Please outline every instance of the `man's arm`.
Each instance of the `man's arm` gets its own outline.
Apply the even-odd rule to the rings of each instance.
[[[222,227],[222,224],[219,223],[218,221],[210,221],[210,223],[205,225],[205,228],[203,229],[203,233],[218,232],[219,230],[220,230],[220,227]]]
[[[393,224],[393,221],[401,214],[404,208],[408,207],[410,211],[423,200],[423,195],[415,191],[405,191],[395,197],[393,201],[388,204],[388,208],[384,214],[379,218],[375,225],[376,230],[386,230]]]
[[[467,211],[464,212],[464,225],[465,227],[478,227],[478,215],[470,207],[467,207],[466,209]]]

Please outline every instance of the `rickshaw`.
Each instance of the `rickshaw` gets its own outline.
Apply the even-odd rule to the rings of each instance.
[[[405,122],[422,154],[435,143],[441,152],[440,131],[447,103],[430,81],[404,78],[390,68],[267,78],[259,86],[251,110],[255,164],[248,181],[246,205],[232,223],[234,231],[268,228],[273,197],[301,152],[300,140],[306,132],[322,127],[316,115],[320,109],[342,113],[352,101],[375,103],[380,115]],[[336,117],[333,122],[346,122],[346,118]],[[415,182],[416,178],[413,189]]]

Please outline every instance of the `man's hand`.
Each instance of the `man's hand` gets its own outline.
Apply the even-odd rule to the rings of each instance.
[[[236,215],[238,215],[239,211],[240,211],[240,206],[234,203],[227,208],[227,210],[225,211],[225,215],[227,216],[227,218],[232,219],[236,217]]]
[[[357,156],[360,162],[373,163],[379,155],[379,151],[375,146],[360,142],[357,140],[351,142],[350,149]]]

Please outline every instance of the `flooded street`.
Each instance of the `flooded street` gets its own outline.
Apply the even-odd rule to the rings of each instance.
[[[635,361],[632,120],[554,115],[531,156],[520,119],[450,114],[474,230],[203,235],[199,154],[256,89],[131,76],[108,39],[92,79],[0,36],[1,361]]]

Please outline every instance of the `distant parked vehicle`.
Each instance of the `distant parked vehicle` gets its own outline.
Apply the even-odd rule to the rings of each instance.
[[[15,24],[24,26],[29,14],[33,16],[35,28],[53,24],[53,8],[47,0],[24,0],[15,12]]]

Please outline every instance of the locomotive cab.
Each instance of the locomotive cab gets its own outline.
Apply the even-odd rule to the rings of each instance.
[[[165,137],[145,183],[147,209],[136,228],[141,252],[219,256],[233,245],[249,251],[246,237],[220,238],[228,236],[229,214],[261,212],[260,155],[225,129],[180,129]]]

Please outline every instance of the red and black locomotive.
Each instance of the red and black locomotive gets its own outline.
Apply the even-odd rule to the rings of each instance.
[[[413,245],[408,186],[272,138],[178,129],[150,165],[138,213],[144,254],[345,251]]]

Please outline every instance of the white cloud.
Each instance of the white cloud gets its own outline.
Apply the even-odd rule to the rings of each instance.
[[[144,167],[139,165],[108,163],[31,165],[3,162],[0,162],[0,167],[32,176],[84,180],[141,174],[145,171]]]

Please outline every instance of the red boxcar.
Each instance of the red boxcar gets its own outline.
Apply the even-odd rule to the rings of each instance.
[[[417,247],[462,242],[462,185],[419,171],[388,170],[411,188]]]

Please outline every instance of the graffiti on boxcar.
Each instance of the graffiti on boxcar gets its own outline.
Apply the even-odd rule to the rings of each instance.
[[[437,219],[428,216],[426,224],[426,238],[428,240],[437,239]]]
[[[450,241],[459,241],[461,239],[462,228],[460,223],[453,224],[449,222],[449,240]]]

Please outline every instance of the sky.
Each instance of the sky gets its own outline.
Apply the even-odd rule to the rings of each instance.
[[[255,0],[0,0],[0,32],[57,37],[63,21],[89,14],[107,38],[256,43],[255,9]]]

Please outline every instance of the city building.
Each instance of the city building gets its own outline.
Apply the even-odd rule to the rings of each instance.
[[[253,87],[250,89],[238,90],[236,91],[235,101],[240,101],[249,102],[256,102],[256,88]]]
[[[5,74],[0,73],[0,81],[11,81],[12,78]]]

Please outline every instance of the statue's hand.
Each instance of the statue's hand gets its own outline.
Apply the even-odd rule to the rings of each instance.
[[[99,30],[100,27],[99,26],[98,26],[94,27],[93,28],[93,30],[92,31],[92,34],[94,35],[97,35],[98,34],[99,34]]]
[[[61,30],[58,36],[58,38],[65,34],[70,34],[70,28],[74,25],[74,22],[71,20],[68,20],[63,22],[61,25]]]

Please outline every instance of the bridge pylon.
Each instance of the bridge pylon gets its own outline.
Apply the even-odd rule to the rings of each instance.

**Problem to work on:**
Repeat each record exactly. Omit nothing.

**Complete answer:**
Please outline every instance of the `man's arm`.
Each instance of the `man's arm` gets its own outline.
Apply the even-odd rule to the rings of each instance.
[[[222,227],[222,224],[219,223],[218,221],[210,221],[210,223],[205,225],[205,228],[203,229],[203,233],[218,232],[219,230],[220,230],[220,227]]]
[[[393,224],[393,221],[401,214],[404,208],[408,207],[410,211],[423,200],[423,195],[415,191],[405,191],[395,197],[393,201],[388,204],[388,208],[384,214],[379,218],[375,225],[376,230],[386,230]]]
[[[467,211],[464,212],[464,225],[465,227],[478,227],[478,215],[470,207],[467,207],[466,209]]]

Please outline every instance of the `rickshaw`.
Each instance of the `rickshaw` gets its own outline.
Apply the even-odd rule to the rings of each instance.
[[[405,122],[422,154],[435,143],[441,152],[440,131],[447,103],[430,81],[404,78],[390,68],[267,78],[259,86],[251,110],[255,164],[248,181],[246,205],[232,223],[234,231],[268,228],[273,197],[301,152],[300,140],[306,132],[322,127],[316,115],[320,109],[342,113],[352,101],[375,103],[380,115]],[[336,117],[333,122],[346,122],[346,118]],[[415,182],[416,178],[413,189]]]

Please outline every instance of the `man's hand`.
Each instance of the `man's hand` gets its own outline.
Apply the even-odd rule to the rings of each instance.
[[[236,215],[238,215],[239,211],[240,211],[240,206],[234,203],[227,208],[227,210],[225,211],[225,215],[227,216],[227,218],[232,219],[236,217]]]
[[[357,156],[360,162],[373,163],[379,155],[379,151],[375,146],[360,142],[357,140],[351,142],[350,149]]]

Please outline every instance of the `flooded street`.
Each instance of the `flooded street` gets its own outline.
Apply the even-odd rule to the rings of each instance.
[[[635,361],[632,120],[554,115],[531,156],[520,119],[450,114],[474,230],[203,235],[199,154],[256,89],[131,76],[108,39],[92,79],[0,36],[1,361]]]

Please outline every instance of the `distant parked vehicle`.
Each instance of the `distant parked vehicle` gets its own outline.
Apply the even-odd rule to the rings of each instance.
[[[15,24],[24,26],[29,14],[33,16],[35,28],[53,24],[53,8],[47,0],[24,0],[15,12]]]

Please outline every instance of the locomotive cab.
Each instance of the locomotive cab gets its own outline.
Apply the even-odd rule to the rings of each instance.
[[[165,137],[145,183],[147,209],[136,228],[141,252],[219,256],[233,245],[249,251],[246,237],[220,238],[228,236],[229,214],[261,212],[260,155],[225,129],[180,129]]]

Please outline every instance of the red and black locomotive.
Each instance of the red and black locomotive gets its own outline.
Apply the even-odd rule to the rings of each instance.
[[[413,245],[408,186],[272,138],[178,129],[150,165],[138,213],[144,254],[345,251]]]

Please outline every instance of the white cloud.
Each instance of the white cloud gets its own outline.
Apply the even-odd rule to the rings of each instance.
[[[144,167],[139,165],[108,163],[31,165],[3,162],[0,162],[0,167],[32,176],[84,180],[141,174],[145,171]]]

Please outline every instance of the red boxcar.
Each instance of the red boxcar gets its own outline.
Apply the even-odd rule to the rings of each instance.
[[[417,247],[462,242],[462,185],[419,171],[388,170],[411,188]]]

Please outline every instance of the graffiti on boxcar.
Each instance of the graffiti on boxcar gets its own outline.
Apply the even-odd rule to the rings of each instance.
[[[437,219],[428,216],[426,224],[426,238],[428,240],[437,239]]]
[[[450,241],[459,241],[461,239],[462,228],[460,223],[453,224],[449,222],[449,240]]]

Please outline every instance of the sky.
Each instance of the sky gets its own outline.
Apply the even-odd rule to the rings of each instance.
[[[255,0],[0,0],[0,32],[57,37],[63,21],[89,14],[107,38],[256,43],[255,9]]]

Please outline every instance of the city building.
Each instance of the city building gets its own outline.
Apply the even-odd rule to the rings of each instance.
[[[253,87],[250,89],[238,90],[236,91],[235,101],[240,101],[249,102],[256,102],[256,88]]]
[[[5,74],[0,73],[0,81],[11,81],[12,78]]]

Please outline every instance of the statue's hand.
Each instance of the statue's hand gets its own outline.
Apply the even-odd rule to the rings of each instance.
[[[99,30],[100,27],[99,26],[98,26],[94,27],[93,28],[93,30],[92,31],[92,34],[94,35],[97,35],[98,34],[99,34]]]
[[[61,30],[58,36],[58,38],[65,34],[70,34],[70,28],[74,25],[74,22],[71,20],[68,20],[63,22],[61,25]]]

Please outline every instance of the bridge pylon.
Each instance of the bridge pylon gets its own outline.
Apply the even-odd rule to the rings of each instance.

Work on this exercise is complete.